STATED PROBLEM: Rewrite every line of the items from the line containing "Practice step: label each instance of the wall-mounted" through the line containing "(1050, 464)", both ends included, and shift each point coordinate in the answers by -115.

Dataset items
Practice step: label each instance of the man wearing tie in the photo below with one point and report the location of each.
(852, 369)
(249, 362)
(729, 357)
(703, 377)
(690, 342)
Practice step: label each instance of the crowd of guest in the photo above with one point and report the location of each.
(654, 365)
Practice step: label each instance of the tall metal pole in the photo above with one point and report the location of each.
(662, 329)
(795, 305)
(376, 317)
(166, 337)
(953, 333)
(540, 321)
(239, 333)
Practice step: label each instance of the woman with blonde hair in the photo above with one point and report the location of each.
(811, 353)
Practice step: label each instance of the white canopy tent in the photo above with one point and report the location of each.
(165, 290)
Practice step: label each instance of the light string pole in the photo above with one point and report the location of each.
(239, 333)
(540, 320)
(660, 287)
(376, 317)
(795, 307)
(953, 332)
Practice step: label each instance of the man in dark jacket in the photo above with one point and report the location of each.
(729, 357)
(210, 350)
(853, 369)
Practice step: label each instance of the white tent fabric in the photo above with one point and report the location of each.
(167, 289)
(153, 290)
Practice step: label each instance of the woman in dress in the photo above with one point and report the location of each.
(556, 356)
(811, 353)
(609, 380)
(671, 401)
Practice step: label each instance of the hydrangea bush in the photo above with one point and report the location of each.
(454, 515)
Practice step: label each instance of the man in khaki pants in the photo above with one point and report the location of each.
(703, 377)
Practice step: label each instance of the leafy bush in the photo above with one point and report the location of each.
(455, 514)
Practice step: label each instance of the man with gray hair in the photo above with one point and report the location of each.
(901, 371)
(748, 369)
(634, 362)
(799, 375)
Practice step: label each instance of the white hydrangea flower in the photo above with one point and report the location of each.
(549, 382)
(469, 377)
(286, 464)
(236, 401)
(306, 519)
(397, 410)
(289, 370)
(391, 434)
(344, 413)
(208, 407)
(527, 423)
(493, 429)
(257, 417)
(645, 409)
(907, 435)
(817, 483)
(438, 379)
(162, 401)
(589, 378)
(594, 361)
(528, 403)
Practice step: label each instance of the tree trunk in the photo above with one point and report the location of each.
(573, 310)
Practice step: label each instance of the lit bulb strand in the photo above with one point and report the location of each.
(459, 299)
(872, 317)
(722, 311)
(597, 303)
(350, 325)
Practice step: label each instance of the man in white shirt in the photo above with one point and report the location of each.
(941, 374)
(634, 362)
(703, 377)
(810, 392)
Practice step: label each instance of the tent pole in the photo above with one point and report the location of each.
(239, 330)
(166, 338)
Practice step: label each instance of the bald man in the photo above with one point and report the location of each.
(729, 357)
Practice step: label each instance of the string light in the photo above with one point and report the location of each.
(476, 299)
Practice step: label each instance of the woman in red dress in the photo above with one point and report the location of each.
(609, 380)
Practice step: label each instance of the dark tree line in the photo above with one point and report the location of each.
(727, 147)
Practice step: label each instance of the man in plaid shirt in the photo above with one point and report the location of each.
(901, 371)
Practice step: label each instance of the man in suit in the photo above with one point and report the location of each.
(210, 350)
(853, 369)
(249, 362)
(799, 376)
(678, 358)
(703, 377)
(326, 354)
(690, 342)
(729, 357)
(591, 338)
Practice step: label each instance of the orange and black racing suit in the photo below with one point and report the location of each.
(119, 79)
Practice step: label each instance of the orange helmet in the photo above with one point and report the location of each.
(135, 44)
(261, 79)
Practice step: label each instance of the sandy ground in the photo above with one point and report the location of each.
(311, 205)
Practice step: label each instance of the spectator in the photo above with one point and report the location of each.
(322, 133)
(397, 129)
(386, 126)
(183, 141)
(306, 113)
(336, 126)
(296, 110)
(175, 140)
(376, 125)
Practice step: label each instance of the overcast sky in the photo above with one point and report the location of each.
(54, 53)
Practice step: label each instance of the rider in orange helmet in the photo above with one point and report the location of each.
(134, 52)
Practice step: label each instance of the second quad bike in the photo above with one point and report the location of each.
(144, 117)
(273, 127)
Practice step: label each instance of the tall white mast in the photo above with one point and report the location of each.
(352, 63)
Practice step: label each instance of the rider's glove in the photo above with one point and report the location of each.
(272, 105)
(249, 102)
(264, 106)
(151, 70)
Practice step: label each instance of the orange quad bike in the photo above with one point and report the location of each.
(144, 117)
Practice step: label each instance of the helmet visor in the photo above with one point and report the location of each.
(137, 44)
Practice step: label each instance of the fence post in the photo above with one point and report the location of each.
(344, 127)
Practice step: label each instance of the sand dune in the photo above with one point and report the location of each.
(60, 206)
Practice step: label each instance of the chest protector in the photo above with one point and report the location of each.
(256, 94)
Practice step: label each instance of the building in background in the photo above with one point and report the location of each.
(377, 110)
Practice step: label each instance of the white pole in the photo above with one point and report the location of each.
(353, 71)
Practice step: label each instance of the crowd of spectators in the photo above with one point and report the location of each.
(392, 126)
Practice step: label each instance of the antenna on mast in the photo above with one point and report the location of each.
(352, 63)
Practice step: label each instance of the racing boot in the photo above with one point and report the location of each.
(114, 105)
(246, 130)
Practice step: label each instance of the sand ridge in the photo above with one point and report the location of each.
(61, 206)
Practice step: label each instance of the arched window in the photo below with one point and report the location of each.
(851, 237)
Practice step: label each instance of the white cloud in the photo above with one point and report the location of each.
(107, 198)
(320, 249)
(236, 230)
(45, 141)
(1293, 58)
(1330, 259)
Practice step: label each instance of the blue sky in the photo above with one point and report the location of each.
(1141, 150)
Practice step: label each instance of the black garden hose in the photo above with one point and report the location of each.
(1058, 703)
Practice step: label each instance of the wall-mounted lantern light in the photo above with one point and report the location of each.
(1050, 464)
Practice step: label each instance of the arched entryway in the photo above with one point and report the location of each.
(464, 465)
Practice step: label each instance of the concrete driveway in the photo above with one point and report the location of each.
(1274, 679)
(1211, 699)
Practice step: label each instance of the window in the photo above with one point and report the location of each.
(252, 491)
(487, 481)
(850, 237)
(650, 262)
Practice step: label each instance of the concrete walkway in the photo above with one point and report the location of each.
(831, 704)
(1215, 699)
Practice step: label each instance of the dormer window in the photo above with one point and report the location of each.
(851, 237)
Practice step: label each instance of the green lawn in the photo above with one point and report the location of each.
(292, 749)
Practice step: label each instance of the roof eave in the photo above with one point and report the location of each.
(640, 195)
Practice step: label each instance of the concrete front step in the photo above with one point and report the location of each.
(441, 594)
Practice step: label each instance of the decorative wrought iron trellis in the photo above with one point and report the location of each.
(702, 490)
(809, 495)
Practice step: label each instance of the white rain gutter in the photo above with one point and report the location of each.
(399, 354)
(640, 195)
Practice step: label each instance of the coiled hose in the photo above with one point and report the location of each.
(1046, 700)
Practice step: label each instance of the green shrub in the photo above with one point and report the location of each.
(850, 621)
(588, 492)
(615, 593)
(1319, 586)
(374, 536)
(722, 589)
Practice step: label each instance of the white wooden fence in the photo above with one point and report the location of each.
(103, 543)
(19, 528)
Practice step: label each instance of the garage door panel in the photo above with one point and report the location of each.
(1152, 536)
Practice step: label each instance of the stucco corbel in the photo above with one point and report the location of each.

RIGHT ANSWER:
Practice step: label each instance of the wall-mounted lantern light in the photo above with one point and report the location of each.
(935, 349)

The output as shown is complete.